◆ **DATASET RECORDS**:
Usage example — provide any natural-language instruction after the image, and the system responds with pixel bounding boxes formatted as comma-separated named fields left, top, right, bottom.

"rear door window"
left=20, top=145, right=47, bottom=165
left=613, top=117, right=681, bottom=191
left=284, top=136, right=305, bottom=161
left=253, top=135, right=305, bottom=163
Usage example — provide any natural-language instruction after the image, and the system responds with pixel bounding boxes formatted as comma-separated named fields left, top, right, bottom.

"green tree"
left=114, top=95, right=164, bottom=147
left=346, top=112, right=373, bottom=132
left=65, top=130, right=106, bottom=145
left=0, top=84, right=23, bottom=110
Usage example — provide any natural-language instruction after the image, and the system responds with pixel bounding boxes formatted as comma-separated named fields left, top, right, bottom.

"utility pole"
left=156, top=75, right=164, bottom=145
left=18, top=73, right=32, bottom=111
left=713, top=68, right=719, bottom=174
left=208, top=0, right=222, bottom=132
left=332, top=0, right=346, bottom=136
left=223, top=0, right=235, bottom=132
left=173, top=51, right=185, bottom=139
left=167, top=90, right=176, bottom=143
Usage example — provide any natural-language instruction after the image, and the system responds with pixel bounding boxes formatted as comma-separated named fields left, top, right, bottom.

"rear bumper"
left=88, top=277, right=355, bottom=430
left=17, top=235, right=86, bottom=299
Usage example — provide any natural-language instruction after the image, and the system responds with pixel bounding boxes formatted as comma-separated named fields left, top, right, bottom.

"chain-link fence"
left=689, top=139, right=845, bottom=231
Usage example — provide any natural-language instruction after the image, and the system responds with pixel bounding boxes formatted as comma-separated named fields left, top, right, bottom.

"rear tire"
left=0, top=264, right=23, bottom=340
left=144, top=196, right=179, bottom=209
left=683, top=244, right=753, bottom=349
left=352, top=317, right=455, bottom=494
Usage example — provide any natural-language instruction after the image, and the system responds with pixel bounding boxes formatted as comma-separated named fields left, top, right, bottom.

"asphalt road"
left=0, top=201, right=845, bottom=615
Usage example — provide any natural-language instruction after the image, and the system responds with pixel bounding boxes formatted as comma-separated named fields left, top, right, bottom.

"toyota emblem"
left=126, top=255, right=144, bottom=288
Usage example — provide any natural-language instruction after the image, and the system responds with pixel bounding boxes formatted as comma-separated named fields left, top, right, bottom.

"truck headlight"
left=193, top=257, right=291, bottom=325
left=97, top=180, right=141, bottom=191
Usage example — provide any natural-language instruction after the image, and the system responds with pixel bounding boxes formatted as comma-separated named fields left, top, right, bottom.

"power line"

◆ **YOUR GOAL**:
How many lines of the listing above contain the string "rear"? Reply with the number alone.

◆ **FINISHED TASK**:
3